- **TASK DESCRIPTION**: Examine each line of the data. Copy the line if it includes the word "query".

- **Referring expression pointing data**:
Segment Open

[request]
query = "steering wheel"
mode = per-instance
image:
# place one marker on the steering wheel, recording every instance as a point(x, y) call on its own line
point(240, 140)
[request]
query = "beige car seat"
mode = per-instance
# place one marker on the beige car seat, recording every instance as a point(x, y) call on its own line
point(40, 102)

Segment Closed
Segment Open

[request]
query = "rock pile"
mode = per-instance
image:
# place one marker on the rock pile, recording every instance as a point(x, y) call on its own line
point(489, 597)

Segment Closed

- **RESULT BELOW**:
query = "steering wheel"
query = "beige car seat"
query = "rock pile"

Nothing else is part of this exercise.